■ **PROMPT**:
Locate each line of the records below that contains the word "white" and copy those lines in full.

■ **DATA IN THIS EXERCISE**:
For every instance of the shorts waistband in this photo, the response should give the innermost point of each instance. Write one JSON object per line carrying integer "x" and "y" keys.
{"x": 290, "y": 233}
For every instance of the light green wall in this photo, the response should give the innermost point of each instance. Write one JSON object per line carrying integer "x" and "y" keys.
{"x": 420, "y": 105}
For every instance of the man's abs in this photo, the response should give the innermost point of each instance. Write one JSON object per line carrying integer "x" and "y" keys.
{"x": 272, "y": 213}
==
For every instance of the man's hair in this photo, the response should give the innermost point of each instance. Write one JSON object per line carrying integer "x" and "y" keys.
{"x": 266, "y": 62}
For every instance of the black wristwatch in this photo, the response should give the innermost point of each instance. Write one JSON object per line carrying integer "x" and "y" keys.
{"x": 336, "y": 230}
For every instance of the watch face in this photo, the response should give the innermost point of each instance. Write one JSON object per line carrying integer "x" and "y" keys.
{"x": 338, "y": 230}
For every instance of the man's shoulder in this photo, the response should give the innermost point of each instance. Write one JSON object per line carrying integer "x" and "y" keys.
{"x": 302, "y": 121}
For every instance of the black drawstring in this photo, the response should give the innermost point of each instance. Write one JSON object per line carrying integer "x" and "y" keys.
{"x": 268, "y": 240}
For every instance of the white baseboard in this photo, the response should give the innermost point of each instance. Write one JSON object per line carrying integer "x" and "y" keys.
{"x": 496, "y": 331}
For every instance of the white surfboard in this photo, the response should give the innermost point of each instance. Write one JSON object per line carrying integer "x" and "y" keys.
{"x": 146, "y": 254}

■ **EXERCISE RESPONSE**:
For every instance of the white baseboard in this photo, the response should give the innermost point of each instance. Write one JSON object per line carrying integer "x" and "y" keys.
For every instance of the white surfboard in this photo, the response should give the innermost point of each instance. Write one JSON object per line carrying integer "x" and "y" keys.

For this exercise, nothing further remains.